Copy out all lines of the records in which the word "rearmost" appears.

**** Stored data ****

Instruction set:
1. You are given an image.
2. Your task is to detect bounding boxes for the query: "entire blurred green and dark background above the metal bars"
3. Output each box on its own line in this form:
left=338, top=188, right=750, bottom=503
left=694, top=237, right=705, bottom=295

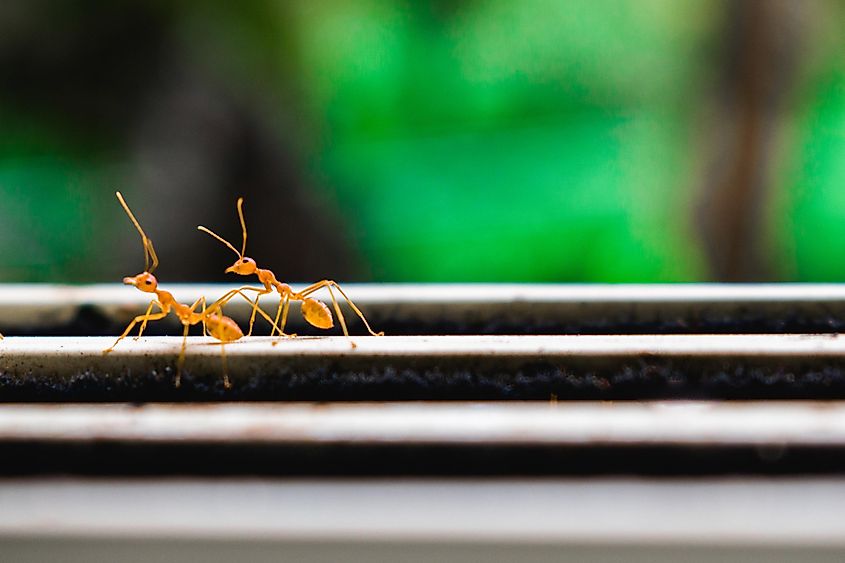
left=0, top=0, right=845, bottom=283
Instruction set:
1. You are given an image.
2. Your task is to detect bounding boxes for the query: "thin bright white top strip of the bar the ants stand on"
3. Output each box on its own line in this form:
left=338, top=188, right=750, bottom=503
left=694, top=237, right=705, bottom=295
left=0, top=334, right=845, bottom=360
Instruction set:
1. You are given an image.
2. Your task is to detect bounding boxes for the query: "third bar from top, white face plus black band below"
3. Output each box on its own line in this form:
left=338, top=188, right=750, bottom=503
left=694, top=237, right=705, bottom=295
left=0, top=402, right=845, bottom=477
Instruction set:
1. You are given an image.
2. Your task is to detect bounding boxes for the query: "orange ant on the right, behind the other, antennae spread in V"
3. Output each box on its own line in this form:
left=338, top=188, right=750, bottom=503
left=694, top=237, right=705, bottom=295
left=197, top=197, right=384, bottom=347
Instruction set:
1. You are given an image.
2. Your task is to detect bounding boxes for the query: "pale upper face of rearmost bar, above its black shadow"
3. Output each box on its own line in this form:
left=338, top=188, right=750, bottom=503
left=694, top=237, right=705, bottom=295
left=0, top=280, right=845, bottom=333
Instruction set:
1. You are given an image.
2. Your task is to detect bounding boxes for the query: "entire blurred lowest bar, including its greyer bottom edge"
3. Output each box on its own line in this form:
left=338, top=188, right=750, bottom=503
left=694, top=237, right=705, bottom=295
left=0, top=478, right=845, bottom=552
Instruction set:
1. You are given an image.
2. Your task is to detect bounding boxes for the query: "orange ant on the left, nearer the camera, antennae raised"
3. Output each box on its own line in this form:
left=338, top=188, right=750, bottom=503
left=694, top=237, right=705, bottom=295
left=103, top=192, right=272, bottom=388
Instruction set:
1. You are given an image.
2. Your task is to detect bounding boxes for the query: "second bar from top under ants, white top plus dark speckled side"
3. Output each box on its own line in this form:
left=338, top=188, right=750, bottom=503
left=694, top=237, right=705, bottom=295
left=0, top=335, right=845, bottom=401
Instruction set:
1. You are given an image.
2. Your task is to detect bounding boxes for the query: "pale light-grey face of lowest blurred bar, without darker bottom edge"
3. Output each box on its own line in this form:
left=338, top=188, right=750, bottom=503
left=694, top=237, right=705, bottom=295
left=0, top=479, right=845, bottom=547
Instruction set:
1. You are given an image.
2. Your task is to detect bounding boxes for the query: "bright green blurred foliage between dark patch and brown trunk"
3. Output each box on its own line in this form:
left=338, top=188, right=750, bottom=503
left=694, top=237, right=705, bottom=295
left=297, top=1, right=715, bottom=281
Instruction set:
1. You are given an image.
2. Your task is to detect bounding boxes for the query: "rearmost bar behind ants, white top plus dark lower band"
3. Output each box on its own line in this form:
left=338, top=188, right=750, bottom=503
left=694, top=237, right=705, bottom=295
left=0, top=284, right=845, bottom=335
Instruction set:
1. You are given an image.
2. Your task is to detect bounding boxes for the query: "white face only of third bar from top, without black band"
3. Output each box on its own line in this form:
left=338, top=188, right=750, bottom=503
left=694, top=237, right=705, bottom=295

****

→ **Exercise output**:
2. Your task is to detect bounding boxes for the query: "pale upper face of rearmost bar, above its black shadow"
2. Your task is to detect bounding boxes for the query: "rearmost bar behind ants, white top plus dark lower band"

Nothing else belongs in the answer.